▶ Page extract
_____

In C++, modifying an object, calling a library I/O function, accessing a
volatile-qualified value, or calling a function that performs one of these actions are ways to modify the state of the execution environment. These actions are called side effects. All relationships between value computations and side effects can be described in terms of sequencing of their evaluations. The C++ Standard, [intro.execution], paragraph 13 [ISO/IEC 14882-2014], establishes three sequencing terms:
Sequenced before is an asymmetric, transitive, pair-wise relation between evaluations executed by a single thread, which induces a partial order among those evaluations. Given any two evaluations A and B, if A is sequenced before B, then the execution of A shall precede the execution of B. If A is not sequenced before B and B is not sequenced before A, then A and B are unsequenced. [Note: The execution of unsequenced evaluations can overlap. — end note] Evaluations A and B are indeterminately sequenced when either A is sequenced before B or B is sequenced before A, but it is unspecified which. [Note: Indeterminately sequenced evaluations cannot overlap, but either could be executed first. — end note]
Paragraph 15 further states (nonnormative text removed for brevity) the following:
Except where noted, evaluations of operands of individual operators and of subexpressions of individual expressions are unsequenced. ... The value computations of the operands of an operator are sequenced before the value computation of the result of the operator. If a side effect on a scalar object is unsequenced relative to either another side effect on the same scalar object or a value computation using the value of the same scalar object, and they are not potentially concurrent, the behavior is undefined. ... When calling a function (whether or not the function is inline), every value computation and side effect associated with any argument expression, or with the postfix expression designating the called function, is sequenced before execution of every expression or statement in the body of the called function. ... Every evaluation in the calling function (including other function calls) that is not otherwise specifically sequenced before or after the execution of the body of the called function is indeterminately sequenced with respect to the execution of the called function. Several contexts in C++ cause evaluation of a function call, even though no corresponding function call syntax appears in the translation unit. ... The sequencing constraints on the execution of the called function (as described above) are features of the function calls as evaluated, whatever the syntax of the expression that calls the function might be.
Do not allow the same scalar object to appear in side effects or value computations in both halves of an unsequenced or indeterminately sequenced operation.
The following expressions have sequencing restrictions that deviate from the usual unsequenced ordering [ISO/IEC 14882-2014]:
- In postfix
--expressions, the value computation is sequenced before the modification of the operand. ([expr.post.incr], paragraph 1)
- In logical
&&expressions, if the second expression is evaluated, every value computation and side effect associated with the first expression is sequenced before every value computation and side effect associated with the second expression. ([expr.log.and], paragraph 2)

_____

▶ Stored rows
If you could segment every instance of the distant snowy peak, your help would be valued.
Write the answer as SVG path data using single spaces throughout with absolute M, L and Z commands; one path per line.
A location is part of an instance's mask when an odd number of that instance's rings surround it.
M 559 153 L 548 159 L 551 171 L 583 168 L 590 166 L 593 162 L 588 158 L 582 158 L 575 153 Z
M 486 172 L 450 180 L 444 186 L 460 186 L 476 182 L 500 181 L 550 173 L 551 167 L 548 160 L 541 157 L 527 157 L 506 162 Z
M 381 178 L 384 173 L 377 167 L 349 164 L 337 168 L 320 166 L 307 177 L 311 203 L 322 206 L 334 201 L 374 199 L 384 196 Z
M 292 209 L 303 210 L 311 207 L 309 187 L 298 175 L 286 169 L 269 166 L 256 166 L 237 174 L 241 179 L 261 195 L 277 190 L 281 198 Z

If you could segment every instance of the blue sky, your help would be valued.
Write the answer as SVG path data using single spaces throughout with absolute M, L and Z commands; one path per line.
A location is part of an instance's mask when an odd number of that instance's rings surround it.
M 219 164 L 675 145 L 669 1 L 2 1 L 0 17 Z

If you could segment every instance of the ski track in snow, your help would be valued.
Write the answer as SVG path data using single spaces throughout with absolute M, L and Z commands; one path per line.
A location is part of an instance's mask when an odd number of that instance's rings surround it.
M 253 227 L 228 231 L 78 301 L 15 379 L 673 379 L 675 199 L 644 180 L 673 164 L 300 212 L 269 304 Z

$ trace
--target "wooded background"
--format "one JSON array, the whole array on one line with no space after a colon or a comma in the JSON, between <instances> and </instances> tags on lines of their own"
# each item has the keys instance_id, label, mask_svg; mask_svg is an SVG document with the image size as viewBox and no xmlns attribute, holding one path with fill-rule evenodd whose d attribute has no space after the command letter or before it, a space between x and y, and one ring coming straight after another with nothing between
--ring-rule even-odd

_____

▶ Instructions for the task
Answer these questions from the C++ sequencing text:
1. What are the actions that modify the state of the execution environment called?
2. Which paragraph of [intro.execution] establishes the three sequencing terms?
3. What does the text say the execution of unsequenced evaluations can do?
The material comes from a separate source and is unrelated to the C++ sequencing text.

▶ Solution for this exercise
1. Side effects.
2. Paragraph 13.
3. It can overlap.